Désolé de ne pouvoir écrire une meilleure lettre, mais j’ai été vraiment mal fichu ces temps-ci. Peut-être aurai-je d’autres idées un de ces jours.

Affectueusement,

George

» Le plus remarquable dans cet article du Guardian, quant à lui véritablement délateur, est peut-être que l’information qu’il fournit, ou plutôt balance dès son titre fracassant sur quatre colonnes à la une, n’est en rien étayée, tout au contraire, par le document cité à son appui. Le document ne soutient pas l’article, mais il est vrai que l’article lui-même ne soutient guère son titre. On commence par assener au lecteur, en gros caractères, une “information” sensationnelle. Et peu importe que la démonstration qui suit tienne ou non debout : s’adressant à un public dont on présuppose qu’il ne prendra pas la peine de lire, il est inutile de prendre celle d’écrire. Ce qui compte, c’est la sensation, justement, le plaisir trouble pris à voir briser une “icône”, et ravaler au rang de l’opportunisme le plus banal une figure qu’on croyait exemplaire de “la pensée radicale du XXe siècle”. Ainsi, personne n’étant en définitive irréprochable, chacun pourra se dire qu’après tout il n’est pas plus méprisable qu’un autre dans ses accommodements et n’a pas de leçon à recevoir de tous ces gens du passé. C’est un plaisir que goûtent depuis assez longtemps déjà les intellectuels de pointe, grands briseurs d’icônes, et qu’il est bon de démocratiser comme le reste de la culture.

» Cependant, même s’il ne possède guère de connaissances historiques, un individu quelque peu attentif s’apercevra assez vite, à la lecture de la lettre d’Orwell, qu’il s’agit de tout autre chose que d’une lettre de dénonciation. Orwell, malade, a reçu au sanatorium la visite d’une amie proche, la belle-sœur d’Arthur Koestler, lui-même ami très proche d’Orwell. (Il faut noter à ce sujet que les auteurs de l’article – car ils se sont mis à deux –, qui se montrent si pointilleux, ne mentionnent à aucun moment ces relations d’amitié : on est donc amené à croire, à les lire, qu’Orwell a reçu Celia Kirwan en tant que fonctionnaire du Foreign Office.) À cette amie, qui lui parlait de ses activités dans le cadre de la lutte menée par le gouvernement travailliste de l’époque contre la propagande stalinienne, il a indiqué les noms de gens dignes de confiance pour participer d’une façon ou d’une autre à une telle campagne. Revenant là-dessus dans sa lettre, il lui mentionne également l’existence d’un carnet où il a noté les noms de journalistes et d’écrivains dont il faut au contraire, selon lui, se défier, parce qu’ils soutiennent plus ou moins ouvertement la politique de Staline. Orwell n’a donc rien “proposé” au Foreign Office, pas plus qu’il n’a “adressé” quoi que ce soit à l’IRD, et il n’a jamais dénoncé personne. Les journalistes et les écrivains dont il suggérait de se défier avaient une activité publique, et c’est en fonction de celle-ci que quiconque pouvait se faire comme lui, à l’époque, une idée de leur stalinophilie ; aussi facilement qu’en France, par exemple, n’importe qui aurait jugé peu avisé d’aller demander à Sartre de participer à une campagne contre la politique du PCF. En outre, tout au long de ces années-là, Orwell n’a cessé d’attaquer, lui aussi publiquement, cette stalinophilie de l’intelligentsia anglaise, s’en prenant nommément à ses principaux artisans. Et voici, en dernier ressort, ce que prétend révéler ce petit roman d’espionnage : Orwell était bien antistalinien !
---
## OBJECTIF À ATTEINDRE
Dans l'extrait sur la lettre d'Orwell, qui est venu rendre visite à Orwell au sanatorium ?

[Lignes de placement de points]
---
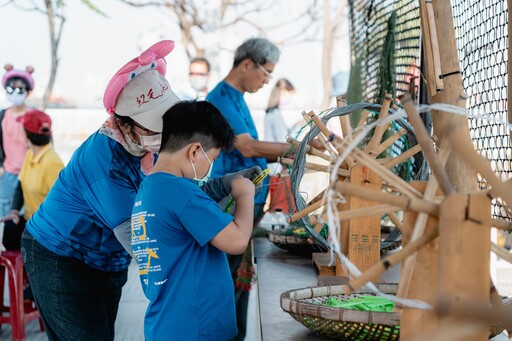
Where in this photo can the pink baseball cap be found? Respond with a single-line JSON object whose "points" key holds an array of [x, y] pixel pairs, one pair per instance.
{"points": [[36, 122], [139, 89], [11, 72]]}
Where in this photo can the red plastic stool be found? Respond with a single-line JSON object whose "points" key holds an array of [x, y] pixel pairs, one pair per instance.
{"points": [[18, 312]]}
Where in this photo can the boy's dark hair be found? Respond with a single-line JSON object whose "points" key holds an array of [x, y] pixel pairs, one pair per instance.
{"points": [[37, 139], [195, 121]]}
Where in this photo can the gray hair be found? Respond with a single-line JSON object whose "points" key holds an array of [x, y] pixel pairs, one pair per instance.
{"points": [[259, 50]]}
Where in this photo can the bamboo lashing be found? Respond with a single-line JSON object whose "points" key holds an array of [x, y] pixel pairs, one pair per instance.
{"points": [[371, 147], [386, 174], [501, 252], [502, 224], [310, 150], [464, 148], [402, 157], [393, 259], [314, 166], [390, 141], [307, 210], [426, 144], [331, 137], [415, 204], [395, 220], [362, 119], [344, 120]]}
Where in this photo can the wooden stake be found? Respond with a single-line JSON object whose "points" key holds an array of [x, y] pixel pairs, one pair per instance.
{"points": [[464, 243], [371, 147], [418, 277]]}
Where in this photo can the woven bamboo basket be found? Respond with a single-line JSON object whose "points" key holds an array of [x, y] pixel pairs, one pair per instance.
{"points": [[305, 306]]}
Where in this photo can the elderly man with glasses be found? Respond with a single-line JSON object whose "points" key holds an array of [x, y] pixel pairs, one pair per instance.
{"points": [[253, 65]]}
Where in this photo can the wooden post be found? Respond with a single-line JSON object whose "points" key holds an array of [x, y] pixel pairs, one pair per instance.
{"points": [[423, 278], [364, 233], [464, 248], [509, 65], [463, 177]]}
---
## RÉPONSE ATTENDUE
Celia Kirwan, une amie proche, belle-sœur d'Arthur Koestler.